-- Opening Marker --

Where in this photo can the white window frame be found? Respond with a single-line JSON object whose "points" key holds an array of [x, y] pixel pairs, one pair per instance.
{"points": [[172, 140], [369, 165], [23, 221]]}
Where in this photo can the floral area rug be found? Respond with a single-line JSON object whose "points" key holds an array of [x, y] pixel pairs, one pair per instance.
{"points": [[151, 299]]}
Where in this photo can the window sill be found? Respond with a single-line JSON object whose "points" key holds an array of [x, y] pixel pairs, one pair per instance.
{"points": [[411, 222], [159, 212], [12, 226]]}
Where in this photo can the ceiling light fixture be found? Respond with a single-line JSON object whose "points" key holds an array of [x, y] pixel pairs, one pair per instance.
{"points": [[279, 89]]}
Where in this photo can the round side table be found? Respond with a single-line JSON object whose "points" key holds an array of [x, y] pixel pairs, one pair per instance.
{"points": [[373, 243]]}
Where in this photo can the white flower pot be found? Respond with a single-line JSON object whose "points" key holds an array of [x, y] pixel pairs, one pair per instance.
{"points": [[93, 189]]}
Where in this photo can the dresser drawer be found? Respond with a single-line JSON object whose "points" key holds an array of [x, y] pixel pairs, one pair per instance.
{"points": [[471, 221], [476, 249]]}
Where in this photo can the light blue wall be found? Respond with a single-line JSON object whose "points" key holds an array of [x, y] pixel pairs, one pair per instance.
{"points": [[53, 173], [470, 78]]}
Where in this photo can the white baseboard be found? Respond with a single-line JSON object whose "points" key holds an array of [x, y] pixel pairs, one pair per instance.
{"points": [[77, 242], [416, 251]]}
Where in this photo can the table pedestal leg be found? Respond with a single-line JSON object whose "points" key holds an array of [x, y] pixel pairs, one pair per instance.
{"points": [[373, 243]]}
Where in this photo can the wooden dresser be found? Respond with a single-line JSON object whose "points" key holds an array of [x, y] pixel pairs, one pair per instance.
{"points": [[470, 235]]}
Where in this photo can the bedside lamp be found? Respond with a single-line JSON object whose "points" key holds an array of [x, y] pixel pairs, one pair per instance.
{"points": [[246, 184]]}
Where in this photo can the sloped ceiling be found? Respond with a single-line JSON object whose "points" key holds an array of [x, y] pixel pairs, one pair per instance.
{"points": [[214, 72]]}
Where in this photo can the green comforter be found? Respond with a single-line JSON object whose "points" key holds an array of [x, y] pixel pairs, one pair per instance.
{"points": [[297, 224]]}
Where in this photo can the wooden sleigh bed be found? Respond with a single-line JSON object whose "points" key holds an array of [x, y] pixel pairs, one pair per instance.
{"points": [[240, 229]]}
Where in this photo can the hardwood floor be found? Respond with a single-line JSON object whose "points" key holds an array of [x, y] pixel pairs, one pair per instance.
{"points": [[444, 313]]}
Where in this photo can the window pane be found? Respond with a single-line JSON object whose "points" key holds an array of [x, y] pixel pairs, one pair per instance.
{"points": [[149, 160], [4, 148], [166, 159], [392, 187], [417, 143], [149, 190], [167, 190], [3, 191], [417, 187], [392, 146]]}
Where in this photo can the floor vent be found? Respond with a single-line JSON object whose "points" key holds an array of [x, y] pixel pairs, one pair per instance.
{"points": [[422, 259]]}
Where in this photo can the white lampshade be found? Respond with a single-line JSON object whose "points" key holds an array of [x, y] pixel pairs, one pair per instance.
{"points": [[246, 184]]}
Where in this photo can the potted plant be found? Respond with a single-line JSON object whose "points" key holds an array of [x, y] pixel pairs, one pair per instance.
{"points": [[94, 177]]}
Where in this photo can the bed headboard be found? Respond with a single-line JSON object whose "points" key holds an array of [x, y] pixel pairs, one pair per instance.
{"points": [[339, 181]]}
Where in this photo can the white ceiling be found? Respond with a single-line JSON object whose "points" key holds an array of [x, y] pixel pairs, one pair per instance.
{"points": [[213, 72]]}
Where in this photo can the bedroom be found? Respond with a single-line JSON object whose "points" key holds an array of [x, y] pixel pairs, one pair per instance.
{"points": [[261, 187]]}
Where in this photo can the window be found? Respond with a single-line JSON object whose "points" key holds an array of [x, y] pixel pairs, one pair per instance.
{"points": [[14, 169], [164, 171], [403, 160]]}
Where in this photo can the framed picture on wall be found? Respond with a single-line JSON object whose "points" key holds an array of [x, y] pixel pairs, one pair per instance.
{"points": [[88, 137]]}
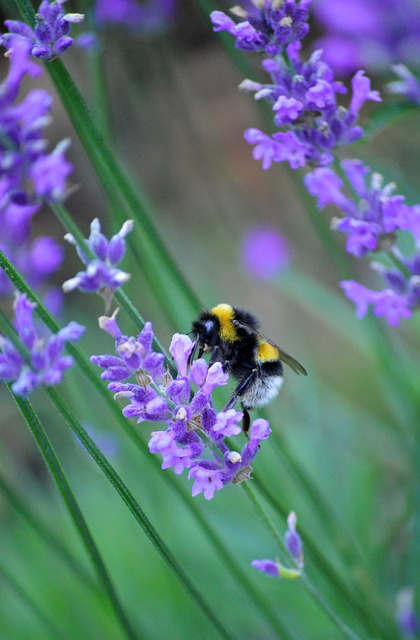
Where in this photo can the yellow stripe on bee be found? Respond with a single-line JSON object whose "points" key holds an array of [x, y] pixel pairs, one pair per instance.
{"points": [[267, 352], [225, 315]]}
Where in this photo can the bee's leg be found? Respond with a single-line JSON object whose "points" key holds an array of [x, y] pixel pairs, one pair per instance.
{"points": [[194, 349], [215, 356], [246, 422], [240, 390]]}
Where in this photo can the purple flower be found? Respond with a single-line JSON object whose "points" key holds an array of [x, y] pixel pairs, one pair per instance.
{"points": [[195, 433], [266, 149], [50, 172], [101, 274], [293, 544], [387, 303], [49, 38], [29, 174], [360, 295], [133, 354], [408, 85], [292, 539], [146, 17], [372, 218], [226, 423], [303, 95], [267, 566], [265, 253], [268, 27], [207, 480], [360, 33], [45, 363], [37, 259], [180, 348]]}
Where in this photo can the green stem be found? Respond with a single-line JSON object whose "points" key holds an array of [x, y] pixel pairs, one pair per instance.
{"points": [[268, 526], [59, 477], [48, 537], [53, 631]]}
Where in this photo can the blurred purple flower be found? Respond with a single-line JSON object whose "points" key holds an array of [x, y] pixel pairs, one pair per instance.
{"points": [[370, 34], [293, 540], [49, 38], [293, 544], [145, 17], [28, 172], [267, 566], [303, 95], [195, 434], [372, 218], [265, 253], [408, 84], [45, 364]]}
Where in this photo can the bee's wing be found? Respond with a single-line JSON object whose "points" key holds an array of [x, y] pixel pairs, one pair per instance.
{"points": [[289, 360], [292, 362]]}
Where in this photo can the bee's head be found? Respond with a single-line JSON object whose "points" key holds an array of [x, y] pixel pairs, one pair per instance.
{"points": [[206, 329]]}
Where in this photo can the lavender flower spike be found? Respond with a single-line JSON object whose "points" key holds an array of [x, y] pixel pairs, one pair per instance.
{"points": [[45, 363], [50, 36], [294, 546], [303, 95], [101, 274], [29, 173], [194, 437]]}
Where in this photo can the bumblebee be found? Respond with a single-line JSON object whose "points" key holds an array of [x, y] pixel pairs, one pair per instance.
{"points": [[232, 337]]}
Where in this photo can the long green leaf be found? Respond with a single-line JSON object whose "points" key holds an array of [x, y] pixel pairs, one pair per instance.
{"points": [[59, 477], [50, 628], [20, 505]]}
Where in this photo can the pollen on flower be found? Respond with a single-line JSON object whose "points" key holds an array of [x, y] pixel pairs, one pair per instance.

-- Closing Marker --

** What the task requires **
Give back the whole listing exactly, without pictures.

** Answer to the exercise **
Where in this photo can the white window frame be found? Respond with a single-line JSON object whose "points" key holds an array of [x, y] pixel pairs, one pair per instance.
{"points": [[172, 140], [369, 165], [23, 221]]}
Where in this photo can the floral area rug be found? Respond with a single-line JSON object whose "points" key holds an array of [x, y] pixel pairs, one pair per instance.
{"points": [[151, 299]]}
Where in this photo can the window sill be found? Respond with a single-line JSON object whose "points" key holds an array of [x, y] pixel pairs, one pair per instance.
{"points": [[411, 222], [159, 212], [12, 226]]}
Where in this photo can the ceiling light fixture be found? Respond with a single-line JSON object whose "points" key holds an array of [x, y] pixel pairs, one pair per instance.
{"points": [[279, 89]]}
Where in this photo can the round side table be found? Respond with a single-line JSON object whose "points" key holds an array of [x, y] pixel pairs, one pair per instance.
{"points": [[373, 243]]}
Where in this photo can the white flower pot be found? Respond with a single-line JSON object whose "points" key holds an array of [x, y] pixel pairs, one pair per instance.
{"points": [[93, 189]]}
Where in this photo can the dresser drawer be found? Respond with a single-line JSON object whose "points" key holds an array of [x, y] pixel pairs, one pair per instance.
{"points": [[471, 221], [476, 249]]}
Where in this photo can the light blue wall be found? Respond with a single-line JSON object whose "points" key holds an array of [x, y] pixel pairs, one pair per instance.
{"points": [[53, 173], [470, 78]]}
Where in this photo can the white baseboard be found? Respond with a single-line JSON object whose "points" key holds an array of [x, y] pixel pairs, one pair per instance.
{"points": [[77, 242], [416, 251]]}
Where in this photo can the table pedestal leg be found? Respond with a single-line JSON object whose "points" key holds an array of [x, y] pixel pairs, one pair per instance.
{"points": [[373, 243]]}
Where in this photo can the wooden dresser be found? Respond with a single-line JSON object whose "points" key holds an array of [x, y] pixel pairs, one pair per instance.
{"points": [[470, 235]]}
Where in this photo can the bedside lamp be found? Respond with a single-line JSON object whose "points" key holds an array of [x, y] pixel pairs, one pair per instance.
{"points": [[246, 184]]}
Where in this photo can the sloped ceiling be found? Respond with a single-line JSON object whose "points" key holds an array of [x, y] pixel pairs, one pair per instance.
{"points": [[214, 72]]}
Where in this photo can the green comforter be found? Respond with a single-line JSON object whose "points" key holds an array of [x, y] pixel pairs, one pair per instance.
{"points": [[297, 224]]}
Where in this photo can the wooden sleigh bed be found? Respond with a single-line JSON object whose "points" key holds an array of [x, y] pixel pairs, one pair per instance.
{"points": [[240, 229]]}
Where in this photo can the hardwood floor be found? Respond with a single-line JSON object whose "points" key holds an array of [x, y] pixel pairs, one pair per instance.
{"points": [[444, 313]]}
Where in this photo can the window pane be found? Respond with a single-line JSON object whose "points" key holds an array of [x, y] pixel pairs, one pair per instance.
{"points": [[149, 160], [4, 148], [166, 159], [392, 187], [417, 143], [149, 190], [167, 190], [3, 191], [417, 187], [392, 146]]}
Where in this photo can the floor vent be found? Respond with a single-line JSON object whose "points" key holds an array of [x, y] pixel pairs, one pair per instance.
{"points": [[422, 259]]}
Where in this photo can the white lampshade be found? Respond with a single-line JSON object whose "points" key holds an array of [x, y] pixel pairs, one pair per instance.
{"points": [[246, 184]]}
Where in this photo can the potted plant be found? Respond with a single-line JSON object whose "points" key holds an array of [x, y] pixel pairs, one pair per instance.
{"points": [[94, 177]]}
Where in this photo can the bed headboard be found? Respond with a single-line JSON object whose "points" key holds an array of [x, y] pixel pairs, one pair per instance.
{"points": [[339, 181]]}
Where in this photo can the white ceiling be found? Respond with a single-line JSON object whose "points" key holds an array of [x, y] pixel pairs, one pair per instance.
{"points": [[213, 72]]}
Where in this photo can the bedroom be found? Respond with a single-line JSON object whose "points" key holds an array of [x, y] pixel pairs, one pair per instance.
{"points": [[261, 187]]}
Where in this photo can the window be found? Respond with a single-line JSON object whose "points" key holds an array of [x, y] pixel pairs, one pair per instance.
{"points": [[14, 169], [164, 171], [403, 160]]}
Where in this photo can the framed picture on wall be found? Respond with a single-line JSON object whose "points" key holds an array of [x, y] pixel pairs, one pair per instance.
{"points": [[88, 137]]}
Where in this photo can the yellow stripe on bee be found? Respond with a single-line JSON object whose "points" key holds an array of [x, y] pixel pairs, one pair per instance.
{"points": [[267, 352], [225, 315]]}
Where in this photo can the bee's leg be found? Respond with a single-line JSON object whose "points" key holds an array of [x, y] pixel pairs, one pair per instance.
{"points": [[194, 349], [215, 356], [246, 422], [240, 390]]}
Where in this photo can the purple flower be found? Respond with a single-line JSON object whose "points" key holds an array of [x, y] pixel pairs, one pair per instance.
{"points": [[195, 433], [266, 149], [50, 172], [101, 274], [293, 544], [387, 303], [49, 38], [29, 174], [360, 295], [133, 354], [408, 85], [292, 539], [146, 17], [372, 218], [226, 423], [303, 95], [267, 566], [265, 253], [268, 27], [207, 480], [360, 33], [45, 363], [37, 259], [180, 348]]}
Where in this photo can the green stem be found? Respond with a single-line JSON object whose "points" key holds an array of [x, y] pixel pairs, one pair per instance.
{"points": [[268, 526], [59, 477], [48, 537], [53, 631]]}
Where in this photo can the blurred purple flower be found? Respond with a single-line JSON object whose "points" key holds an array of [x, y] pixel pairs, one pair per instance.
{"points": [[370, 34], [293, 540], [49, 38], [293, 544], [145, 17], [28, 172], [267, 566], [303, 95], [195, 434], [372, 218], [265, 253], [408, 84], [45, 364]]}
Where in this photo can the bee's wing be found? Respond with a single-line JSON object whose "points" key holds an array of [x, y] pixel pairs, one pair per instance.
{"points": [[289, 360], [292, 362]]}
Where in this photo can the bee's head be found? Respond with a single-line JSON object whose "points" key holds an array of [x, y] pixel pairs, one pair per instance.
{"points": [[206, 329]]}
Where in this photo can the lavender flower spike be found? Respond with a single-line JSON object whose "points" key holds an array of [x, y] pixel pairs, one pair per instance.
{"points": [[45, 363], [50, 36], [294, 546], [303, 95], [101, 274], [29, 173], [194, 437]]}
Where in this photo can the bumblebee be found? Respond with a single-line JSON object whose "points" key holds an array of [x, y] pixel pairs, one pair per instance.
{"points": [[232, 337]]}
Where in this photo can the long green leaf be found? Respond with a single-line JSON object whose "points" key holds an array of [x, y] pixel pairs, one pair per instance.
{"points": [[59, 477], [50, 628], [20, 505]]}
Where in this photo can the pollen on flower be found? Respond with a single-line JSON object whose "points" key holds an array of [x, y] pixel pairs, one pair per instance.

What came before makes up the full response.